● BACAAN
※
Berkaitan dengan orang yang dapat mengambil pelajaran (‘ibrah) dari suatu kisah, sebagaimana tersebut dalam Al-Qur’an, disebutkan kelompok ulî al-abshâr. Syekh Muhammad ibn Yûsuf al-Syahîr bi-Abî Hayyân al-Andalûsî (w. 745 H), dalam kitab tafsirnya, al-Bahr al-Muhîth, menjelaskan arti ulî al-abshâr, ”…dzawî al-‘uqûl al-salîmah al-qâbilah li-al-i‘tibâr”, yaitu orang yang mempunyai akal yang sehat yang (bisa) menerima suatu pelajaran (Muhammad ibn Yûsuf al-Syahîr bi-Abî Hayyân al-Andalûsî, al-Bahr al-Muhîth, tahqîq ‘Abd a-Ahmad ‘Âdil Ahmad al-Maujûd, dkk., Beirut: Dâr al-Kutub al-‘Ilmiyyah, 1993, Juz II, hlm, 413).

 

Dengan memahami sejarah, seperti sejarah Peradaban Mesir Kuno, yang begitu tinggi nilainya, seperti Piramida dan Sphinx di Giza, kuil-kuil (tempat peribadatan), irigasi, serta mumifikasi, menjadikan kita semakin mengetahui dan menyadari betapa besar Kemahakuasaan Sang Pencitpa Semesta Alam, Allah SWT. Jadi, memahami sejarah mengajarkan kepada kita agar mengambil pelajaran dari kisah-kisah terdahulu, berupa kemajuan yang telah dicapai, dan dalam rangka untuk memperbaiki kondisi kehidupan masyarakat dan bangsa kita saat ini dan ke depan. Kemajuan dalam pengelolaan air, irigasi, dan arsitektur Peradaban Mesir Kono penting dijadikan pelajaran berharga bagi kita.
※
● CUPLIKAN CATATAN
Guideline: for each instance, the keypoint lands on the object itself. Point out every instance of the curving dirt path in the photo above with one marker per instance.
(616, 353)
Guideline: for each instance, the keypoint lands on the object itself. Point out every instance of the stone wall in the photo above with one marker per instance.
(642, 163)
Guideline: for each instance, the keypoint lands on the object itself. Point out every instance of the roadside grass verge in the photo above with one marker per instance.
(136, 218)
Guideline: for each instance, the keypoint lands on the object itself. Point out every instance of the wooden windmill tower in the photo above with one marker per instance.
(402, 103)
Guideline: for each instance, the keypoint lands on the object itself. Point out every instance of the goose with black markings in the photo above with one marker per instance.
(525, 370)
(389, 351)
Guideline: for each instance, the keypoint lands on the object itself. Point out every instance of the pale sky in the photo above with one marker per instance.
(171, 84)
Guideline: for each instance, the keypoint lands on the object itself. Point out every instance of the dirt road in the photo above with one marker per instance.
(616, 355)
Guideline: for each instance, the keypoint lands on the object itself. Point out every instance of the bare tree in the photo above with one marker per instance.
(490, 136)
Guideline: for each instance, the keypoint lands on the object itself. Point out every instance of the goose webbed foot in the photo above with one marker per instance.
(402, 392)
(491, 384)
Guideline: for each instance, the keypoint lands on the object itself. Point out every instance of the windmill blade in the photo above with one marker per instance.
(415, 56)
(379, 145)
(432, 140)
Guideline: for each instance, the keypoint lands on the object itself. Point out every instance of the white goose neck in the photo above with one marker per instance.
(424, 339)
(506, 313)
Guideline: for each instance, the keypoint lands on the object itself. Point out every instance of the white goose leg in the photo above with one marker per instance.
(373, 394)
※
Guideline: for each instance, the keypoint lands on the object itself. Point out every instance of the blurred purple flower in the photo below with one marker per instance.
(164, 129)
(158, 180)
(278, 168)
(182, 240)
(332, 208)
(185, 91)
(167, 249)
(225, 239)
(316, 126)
※
● URAIAN TUGAS
Tolong jawab pertanyaan berikut berdasarkan bacaan tentang ulî al-abshâr dan sejarah Mesir Kuno.
1. Apa judul kitab tafsir karya Abû Hayyân al-Andalûsî yang disebut dalam bacaan?
2. Pada tahun berapa Abû Hayyân al-Andalûsî wafat menurut bacaan?
3. Peninggalan apa saja di Giza yang disebut dalam bacaan?

● JAWABAN TERTULIS
1. al-Bahr al-Muhîth
2. 745 H
3. Piramida dan Sphinx